Ben Vested
First I was going to do a bunch of tables and charts and then I was going to do some really cool finance voo-do all over it but then I found out Andy Zaky already did a fine job on that. Here. I did do a couple of charts you will find below.
This will be more information than you require (hat tip Hodgman) but here it is anyway. I follow Apple as a company because (within normal healthy adult limits) I love tech, Apples products, the way they go about their business and the fact that they are a large successful easy to follow company. I invest in them because in addition to all of those things, their business and the engine that drives their earnings can be understood. Look, GE is a great company but based on their published financial statements three PHD's with a Ouiji Board and a bag full of darts could not figure out what is going to happen next with the company.
Apple is simple by comparison. iPod, iPad, iPhone, Mac, and other stuff. Apple is unique in the hardware space in that they make coin... Apple is making money in two industries populated by companies fighting to do their best impression of Eastern Airlines (commodity out of business). Nokia by far the largest maker of mobile phones by unit sales is losing money. Dell the largest US maker of PC's has a 3% profit margin. Their relative performance in the stock market over the last 6 years tells the story.
Apple is a hardware company, and they win because they innovate. They refuse to compete on price and over time have produced time and again products that customers are willing to pay a premium for. Apples ability to grow in the future will be tied to this simple equation.
You can argue at the margins but something between 45-55% of the companies earnings this year will be derived from product classes that did not exist before June of 2007. iPhone came out in June 2007 and will have something over 20 billion in revenue this year. iPad just came out this year and already is lighting up the revenue meter it should represent ~8% of 2010 revenue.
Here are two charts that show both revenue growth AND the contribution to growth by product.
This is revenue growth in dollars broken out by product.
Note 2010 projections are from Andy's analysis, they are as likely to be right as any (a little optimistic) I used Apples presentation for products because It shows how the growth in Macintosh has been driven almost exclusively by laptops over the last 5 years, the last 12 months being an exception. I have written about this before but Apple OWNS the over 1,000 computer market. During a time when Dell and Asus are fighting over fifty bucks for a netbook Apple has been able to get the average price per unit for desktops to go up.
Iphone is obviously experiencing explosive growth as is iPad. What has been surprising about the iPhone is that three years after launch the iPhone has maintained a PPU of over 600 bucks. Estimated margins on iPhone are 60% so as the product mix moves towards iPhone Apples overall margin continues to expand.
This chart is the same data presented as a percentage. It is here that you can see the relative importance of new products as a percentage of earnings. The three big growing categories iPhone, iPad and Other music and related services (read this as APP store). This category is going to grow like Kudzu in July over the next few years.

◆ **Problems and tasks**
1) List every company other than Apple that the Apple investing post names.
2) According to the Apple investing post, what are the estimated margins on iPhone?

◆ **Data supplied**
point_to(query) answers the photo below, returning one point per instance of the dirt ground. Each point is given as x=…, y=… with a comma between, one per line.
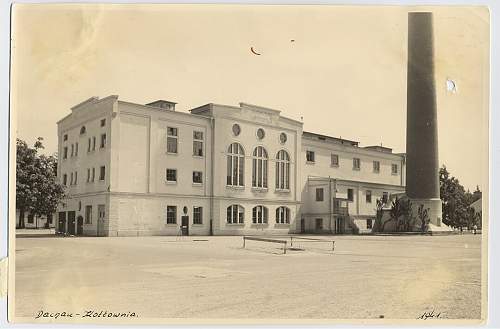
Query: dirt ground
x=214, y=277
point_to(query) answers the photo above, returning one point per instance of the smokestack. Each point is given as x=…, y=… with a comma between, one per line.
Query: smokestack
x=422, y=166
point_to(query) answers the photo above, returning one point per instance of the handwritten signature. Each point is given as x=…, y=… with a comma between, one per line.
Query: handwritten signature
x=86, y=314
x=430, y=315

◆ **Response list**
1) GE, Eastern Airlines, Nokia, Dell, Asus

2) 60%